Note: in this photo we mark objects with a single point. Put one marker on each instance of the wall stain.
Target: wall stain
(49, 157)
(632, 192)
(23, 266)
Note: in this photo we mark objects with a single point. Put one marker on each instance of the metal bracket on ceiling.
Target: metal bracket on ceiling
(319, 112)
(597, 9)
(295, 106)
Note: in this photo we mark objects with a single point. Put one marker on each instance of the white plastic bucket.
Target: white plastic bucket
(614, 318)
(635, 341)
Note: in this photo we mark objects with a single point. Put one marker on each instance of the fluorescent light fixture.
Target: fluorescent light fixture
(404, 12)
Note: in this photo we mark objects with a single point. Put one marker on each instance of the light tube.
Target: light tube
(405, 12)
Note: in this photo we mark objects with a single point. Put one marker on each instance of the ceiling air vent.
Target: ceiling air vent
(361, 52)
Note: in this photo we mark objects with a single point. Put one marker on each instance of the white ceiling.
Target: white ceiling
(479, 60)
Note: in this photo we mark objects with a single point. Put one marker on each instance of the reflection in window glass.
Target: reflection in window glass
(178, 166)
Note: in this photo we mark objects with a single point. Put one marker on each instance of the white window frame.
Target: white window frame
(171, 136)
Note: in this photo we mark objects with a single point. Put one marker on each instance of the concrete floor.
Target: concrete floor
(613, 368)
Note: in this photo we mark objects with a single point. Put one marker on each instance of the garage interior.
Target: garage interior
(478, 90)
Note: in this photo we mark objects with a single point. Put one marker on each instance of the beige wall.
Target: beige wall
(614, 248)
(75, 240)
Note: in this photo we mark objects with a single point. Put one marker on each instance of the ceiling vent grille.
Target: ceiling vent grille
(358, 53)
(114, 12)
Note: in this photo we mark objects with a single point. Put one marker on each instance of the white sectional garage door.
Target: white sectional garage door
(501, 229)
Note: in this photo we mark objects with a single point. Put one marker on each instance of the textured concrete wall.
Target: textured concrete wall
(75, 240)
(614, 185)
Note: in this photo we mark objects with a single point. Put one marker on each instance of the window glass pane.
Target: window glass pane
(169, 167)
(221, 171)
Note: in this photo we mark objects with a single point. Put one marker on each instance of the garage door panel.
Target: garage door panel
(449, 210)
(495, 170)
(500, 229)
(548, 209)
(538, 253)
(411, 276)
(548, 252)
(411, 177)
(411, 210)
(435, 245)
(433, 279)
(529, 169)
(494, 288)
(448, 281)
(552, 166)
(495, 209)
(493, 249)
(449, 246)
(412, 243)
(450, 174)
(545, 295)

| WHAT IS REQUIRED |
The records above should be repeated in full, exactly as given.

| TASK ANSWER |
Note: in this photo we mark objects with a single point. Put one marker on each instance of the wall stain.
Target: wall stain
(49, 157)
(632, 192)
(23, 266)
Note: in this photo we mark objects with a single point. Put one marker on each instance of the metal bracket on ceiling.
Target: metal bracket on ceiling
(319, 112)
(597, 9)
(295, 106)
Note: in this photo we mark objects with a single point. Put one marker on each instance of the white plastic bucket.
Target: white plastic bucket
(614, 318)
(635, 341)
Note: in this photo we mark objects with a single point. Put one marker on each instance of the fluorescent light fixture.
Target: fluorescent light fixture
(404, 12)
Note: in this photo we mark objects with a single point. Put one marker on each instance of the light tube.
Target: light tube
(405, 12)
Note: in this photo we mark objects with a single point. Put one marker on each instance of the ceiling air vent.
Target: ceiling air vent
(361, 52)
Note: in this photo we mark objects with a single point. Put one marker on each instance of the white ceiling.
Target: white ceiling
(479, 60)
Note: in this photo we mark objects with a single point. Put one marker on each instance of the reflection in window glass.
Target: reflection in window glass
(178, 166)
Note: in this photo we mark objects with a single point. Put one marker on each instance of the white window frame.
Target: white window frame
(171, 136)
Note: in this photo we mark objects with a single point. Put one marker on each instance of the concrete floor.
Target: concrete floor
(613, 368)
Note: in this photo we mark objects with a single point. Put one marker on each instance of the garage interior.
Target: garage interior
(478, 90)
Note: in this photo we mark objects with a single point. Put one marker on each instance of the beige wall.
Target: beige wall
(614, 248)
(75, 240)
Note: in this photo we mark objects with a single point. Put one marker on each instance of the ceiling vent grille.
Target: ceiling vent grille
(358, 53)
(114, 12)
Note: in this photo we mark objects with a single point. Put one marker on each instance of the white sectional garage door.
Target: white sectional garage door
(501, 229)
Note: in this photo we mark objects with a single point. Put one marker on each instance of the textured concrete wall.
Target: textured concrete wall
(75, 240)
(614, 185)
Note: in this photo we mark objects with a single point. Put one marker on each instance of the window glass pane.
Target: window glass pane
(169, 167)
(221, 171)
Note: in this photo we mark objects with a single point. Put one marker on each instance of the garage door panel.
Target: garage door panel
(449, 210)
(495, 170)
(500, 229)
(548, 209)
(538, 253)
(411, 276)
(548, 252)
(411, 177)
(411, 210)
(435, 245)
(433, 279)
(529, 169)
(494, 288)
(448, 281)
(552, 166)
(495, 209)
(493, 249)
(449, 246)
(412, 243)
(450, 174)
(545, 295)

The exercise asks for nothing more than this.